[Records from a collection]
________________________
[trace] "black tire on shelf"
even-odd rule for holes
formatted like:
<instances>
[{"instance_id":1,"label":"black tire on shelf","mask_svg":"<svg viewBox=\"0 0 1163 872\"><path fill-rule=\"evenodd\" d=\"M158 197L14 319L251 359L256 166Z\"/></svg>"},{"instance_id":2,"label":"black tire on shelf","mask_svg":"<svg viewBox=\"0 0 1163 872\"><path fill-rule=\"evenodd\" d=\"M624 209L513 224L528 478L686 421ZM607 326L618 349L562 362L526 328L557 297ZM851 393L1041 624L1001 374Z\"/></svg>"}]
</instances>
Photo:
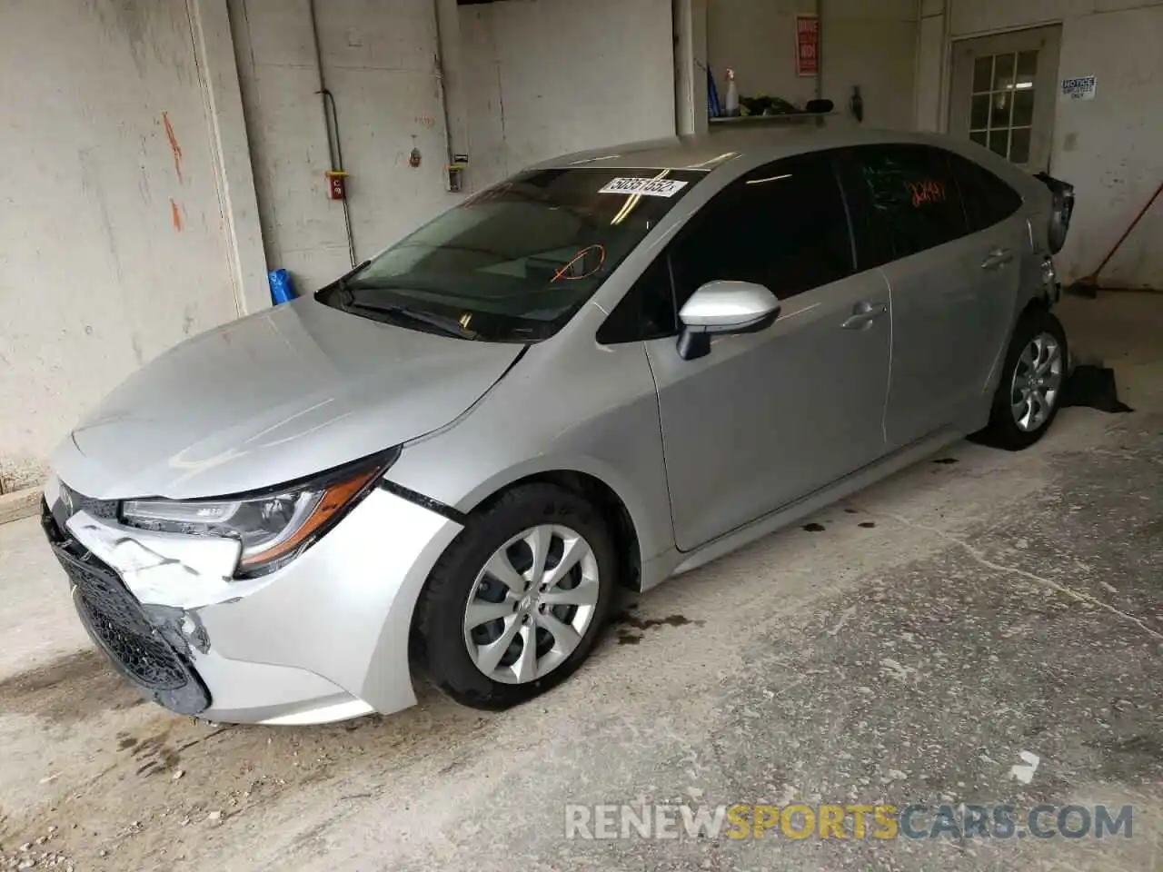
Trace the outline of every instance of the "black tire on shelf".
________________________
Exercise instructions: Please quote every line of the records above word for word, leaving out the pictures.

Task output:
[trace] "black tire on shelf"
even-odd rule for holes
formatted like:
<instances>
[{"instance_id":1,"label":"black tire on shelf","mask_svg":"<svg viewBox=\"0 0 1163 872\"><path fill-rule=\"evenodd\" d=\"M158 197L14 319L251 359L256 166Z\"/></svg>"},{"instance_id":2,"label":"black tire on shelf","mask_svg":"<svg viewBox=\"0 0 1163 872\"><path fill-rule=\"evenodd\" d=\"M624 209L513 224L528 478L686 421ZM607 326L618 349L562 362L526 328L557 297ZM851 393L1041 624L1001 374Z\"/></svg>"}]
</instances>
Photo:
Trace the outline of every instance of the "black tire on shelf".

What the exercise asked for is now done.